INSTRUCTIONS TO FOLLOW —
All lines below containing the string "single" are to be copied.

INFORMATION PROVIDED —
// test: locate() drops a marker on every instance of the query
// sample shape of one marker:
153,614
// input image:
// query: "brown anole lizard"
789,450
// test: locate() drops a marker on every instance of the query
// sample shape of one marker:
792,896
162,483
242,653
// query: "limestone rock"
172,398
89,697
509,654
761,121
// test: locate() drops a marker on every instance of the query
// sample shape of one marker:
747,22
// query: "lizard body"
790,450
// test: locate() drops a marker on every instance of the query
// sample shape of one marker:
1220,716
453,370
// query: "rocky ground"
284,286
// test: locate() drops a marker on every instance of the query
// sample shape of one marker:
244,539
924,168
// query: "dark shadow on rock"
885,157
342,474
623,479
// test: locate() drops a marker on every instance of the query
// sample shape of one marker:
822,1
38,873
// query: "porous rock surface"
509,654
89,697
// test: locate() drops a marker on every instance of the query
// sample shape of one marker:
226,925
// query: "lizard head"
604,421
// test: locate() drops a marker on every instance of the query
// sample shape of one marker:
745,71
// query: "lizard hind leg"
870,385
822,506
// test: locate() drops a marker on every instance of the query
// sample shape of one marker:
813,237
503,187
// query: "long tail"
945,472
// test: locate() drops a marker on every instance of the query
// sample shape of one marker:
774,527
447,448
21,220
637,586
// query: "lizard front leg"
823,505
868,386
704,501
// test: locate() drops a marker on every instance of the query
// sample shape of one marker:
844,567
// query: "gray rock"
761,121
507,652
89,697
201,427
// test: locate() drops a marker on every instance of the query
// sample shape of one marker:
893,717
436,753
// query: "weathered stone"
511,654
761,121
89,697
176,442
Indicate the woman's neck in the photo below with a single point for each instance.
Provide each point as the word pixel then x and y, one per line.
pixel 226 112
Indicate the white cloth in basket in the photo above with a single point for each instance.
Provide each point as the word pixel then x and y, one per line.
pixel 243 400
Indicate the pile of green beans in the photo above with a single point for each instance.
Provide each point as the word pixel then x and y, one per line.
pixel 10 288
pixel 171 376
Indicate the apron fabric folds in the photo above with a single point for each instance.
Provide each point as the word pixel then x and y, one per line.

FINISHED EXERCISE —
Indicate the woman's neck in the photo below with a single point for each instance.
Indicate the white cloth in basket in the photo above with a single point for each instance.
Indicate the pile of green beans in the photo above with a single point for each instance.
Indicate the apron fabric folds in the photo above with a single point for each instance.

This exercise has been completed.